ASSIGNED TASK:
Filter the records, keeping every line that has the string "park".

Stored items
- - -
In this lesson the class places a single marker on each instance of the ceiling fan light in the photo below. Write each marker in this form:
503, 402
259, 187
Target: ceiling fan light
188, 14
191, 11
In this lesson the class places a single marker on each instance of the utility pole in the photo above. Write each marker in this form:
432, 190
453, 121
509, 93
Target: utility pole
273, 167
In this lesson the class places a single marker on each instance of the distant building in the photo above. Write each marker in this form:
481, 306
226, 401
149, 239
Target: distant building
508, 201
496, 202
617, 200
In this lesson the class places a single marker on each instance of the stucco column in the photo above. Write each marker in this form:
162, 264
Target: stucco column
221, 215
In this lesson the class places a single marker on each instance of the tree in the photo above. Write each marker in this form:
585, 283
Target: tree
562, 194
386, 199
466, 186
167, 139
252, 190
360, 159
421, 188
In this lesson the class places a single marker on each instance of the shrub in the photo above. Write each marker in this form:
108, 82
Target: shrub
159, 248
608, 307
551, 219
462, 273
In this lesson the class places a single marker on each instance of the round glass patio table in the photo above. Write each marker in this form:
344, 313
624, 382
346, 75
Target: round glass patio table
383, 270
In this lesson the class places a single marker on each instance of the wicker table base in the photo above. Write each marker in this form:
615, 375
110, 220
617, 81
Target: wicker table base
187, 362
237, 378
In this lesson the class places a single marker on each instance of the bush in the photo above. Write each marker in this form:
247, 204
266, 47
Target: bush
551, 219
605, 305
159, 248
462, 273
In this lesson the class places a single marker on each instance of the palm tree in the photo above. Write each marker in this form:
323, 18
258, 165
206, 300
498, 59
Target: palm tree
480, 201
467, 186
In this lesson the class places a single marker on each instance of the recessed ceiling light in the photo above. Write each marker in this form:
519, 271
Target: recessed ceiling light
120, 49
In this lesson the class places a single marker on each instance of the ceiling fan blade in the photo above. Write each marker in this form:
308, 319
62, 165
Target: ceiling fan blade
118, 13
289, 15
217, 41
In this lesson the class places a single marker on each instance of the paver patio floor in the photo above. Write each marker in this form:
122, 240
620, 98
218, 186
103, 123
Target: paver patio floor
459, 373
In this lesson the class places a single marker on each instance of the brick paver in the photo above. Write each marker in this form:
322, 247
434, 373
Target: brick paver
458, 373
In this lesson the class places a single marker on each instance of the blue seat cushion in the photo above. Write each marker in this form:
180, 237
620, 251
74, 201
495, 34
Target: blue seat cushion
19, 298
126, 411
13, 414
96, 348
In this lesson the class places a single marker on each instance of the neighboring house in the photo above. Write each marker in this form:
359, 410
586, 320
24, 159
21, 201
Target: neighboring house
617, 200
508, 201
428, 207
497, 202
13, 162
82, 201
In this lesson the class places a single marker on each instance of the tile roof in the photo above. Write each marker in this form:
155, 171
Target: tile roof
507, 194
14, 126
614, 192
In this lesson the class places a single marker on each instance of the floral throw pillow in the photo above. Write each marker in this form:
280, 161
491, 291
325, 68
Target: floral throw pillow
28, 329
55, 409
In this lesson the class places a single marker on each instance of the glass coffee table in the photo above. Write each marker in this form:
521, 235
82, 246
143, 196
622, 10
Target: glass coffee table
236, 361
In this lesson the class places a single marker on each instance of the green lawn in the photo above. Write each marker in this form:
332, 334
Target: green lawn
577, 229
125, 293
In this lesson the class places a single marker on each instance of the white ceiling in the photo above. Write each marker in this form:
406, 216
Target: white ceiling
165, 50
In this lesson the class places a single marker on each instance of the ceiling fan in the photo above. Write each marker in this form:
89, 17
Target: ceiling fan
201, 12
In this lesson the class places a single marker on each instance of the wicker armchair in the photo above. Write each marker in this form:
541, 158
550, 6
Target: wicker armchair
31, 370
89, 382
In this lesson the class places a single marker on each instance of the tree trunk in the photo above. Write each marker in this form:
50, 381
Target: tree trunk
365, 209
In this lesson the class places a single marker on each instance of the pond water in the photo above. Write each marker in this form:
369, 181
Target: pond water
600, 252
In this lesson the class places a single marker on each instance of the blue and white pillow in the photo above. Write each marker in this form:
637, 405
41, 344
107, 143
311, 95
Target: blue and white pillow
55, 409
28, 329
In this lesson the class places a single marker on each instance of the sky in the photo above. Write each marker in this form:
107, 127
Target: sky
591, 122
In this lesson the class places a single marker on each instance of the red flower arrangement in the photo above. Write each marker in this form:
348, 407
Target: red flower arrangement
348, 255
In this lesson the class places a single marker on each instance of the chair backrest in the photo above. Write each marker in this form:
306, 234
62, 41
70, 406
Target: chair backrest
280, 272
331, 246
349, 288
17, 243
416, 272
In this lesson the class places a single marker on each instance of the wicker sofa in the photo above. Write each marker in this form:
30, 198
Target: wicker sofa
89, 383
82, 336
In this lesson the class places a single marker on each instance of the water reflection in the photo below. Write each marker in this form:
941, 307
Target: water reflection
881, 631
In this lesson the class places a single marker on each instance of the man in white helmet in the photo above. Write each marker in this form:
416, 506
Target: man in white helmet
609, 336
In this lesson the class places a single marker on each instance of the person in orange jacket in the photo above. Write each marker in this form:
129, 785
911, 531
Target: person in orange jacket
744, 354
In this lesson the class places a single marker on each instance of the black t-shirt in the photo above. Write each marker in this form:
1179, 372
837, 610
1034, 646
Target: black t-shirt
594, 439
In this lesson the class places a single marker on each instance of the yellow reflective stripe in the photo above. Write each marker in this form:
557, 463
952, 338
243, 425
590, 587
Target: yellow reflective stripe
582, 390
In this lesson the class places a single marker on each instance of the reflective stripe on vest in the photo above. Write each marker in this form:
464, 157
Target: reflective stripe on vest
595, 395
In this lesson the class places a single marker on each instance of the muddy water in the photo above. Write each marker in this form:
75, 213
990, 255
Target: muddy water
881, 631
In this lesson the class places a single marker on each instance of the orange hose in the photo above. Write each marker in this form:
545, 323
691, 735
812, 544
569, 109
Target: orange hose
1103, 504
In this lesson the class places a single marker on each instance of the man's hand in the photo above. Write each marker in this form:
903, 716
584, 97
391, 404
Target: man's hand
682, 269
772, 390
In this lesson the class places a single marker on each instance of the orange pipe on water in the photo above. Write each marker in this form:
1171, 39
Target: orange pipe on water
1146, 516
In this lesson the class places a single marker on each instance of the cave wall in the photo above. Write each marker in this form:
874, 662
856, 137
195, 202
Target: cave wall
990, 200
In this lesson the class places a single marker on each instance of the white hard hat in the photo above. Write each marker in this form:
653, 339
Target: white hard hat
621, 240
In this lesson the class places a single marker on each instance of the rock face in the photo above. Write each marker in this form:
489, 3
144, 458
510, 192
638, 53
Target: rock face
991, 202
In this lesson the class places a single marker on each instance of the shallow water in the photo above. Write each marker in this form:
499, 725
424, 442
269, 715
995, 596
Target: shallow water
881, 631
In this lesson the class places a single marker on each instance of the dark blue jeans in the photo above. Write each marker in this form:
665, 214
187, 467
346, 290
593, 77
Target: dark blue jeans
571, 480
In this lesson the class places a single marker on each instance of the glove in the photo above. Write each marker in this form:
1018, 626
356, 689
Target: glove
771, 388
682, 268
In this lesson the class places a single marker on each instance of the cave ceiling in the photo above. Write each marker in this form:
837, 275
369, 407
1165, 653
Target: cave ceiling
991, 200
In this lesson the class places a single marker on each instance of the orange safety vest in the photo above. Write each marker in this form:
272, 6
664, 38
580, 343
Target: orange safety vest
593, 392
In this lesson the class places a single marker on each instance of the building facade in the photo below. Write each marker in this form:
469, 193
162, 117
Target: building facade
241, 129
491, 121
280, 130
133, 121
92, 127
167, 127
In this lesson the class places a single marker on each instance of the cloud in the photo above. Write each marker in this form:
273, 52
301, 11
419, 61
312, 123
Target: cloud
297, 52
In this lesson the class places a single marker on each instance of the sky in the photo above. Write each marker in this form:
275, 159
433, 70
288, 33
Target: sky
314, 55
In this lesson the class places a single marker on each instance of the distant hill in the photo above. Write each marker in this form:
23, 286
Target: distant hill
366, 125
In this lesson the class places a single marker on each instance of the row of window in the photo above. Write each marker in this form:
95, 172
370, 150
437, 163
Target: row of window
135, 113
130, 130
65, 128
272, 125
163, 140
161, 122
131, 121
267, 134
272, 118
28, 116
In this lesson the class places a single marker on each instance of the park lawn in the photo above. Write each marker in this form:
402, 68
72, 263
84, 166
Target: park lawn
- - -
RESULT FOR THIS TASK:
In this lesson the class places a single marker on each instance of the park lawn in the photo above. Write each marker in this form:
Target: park lawn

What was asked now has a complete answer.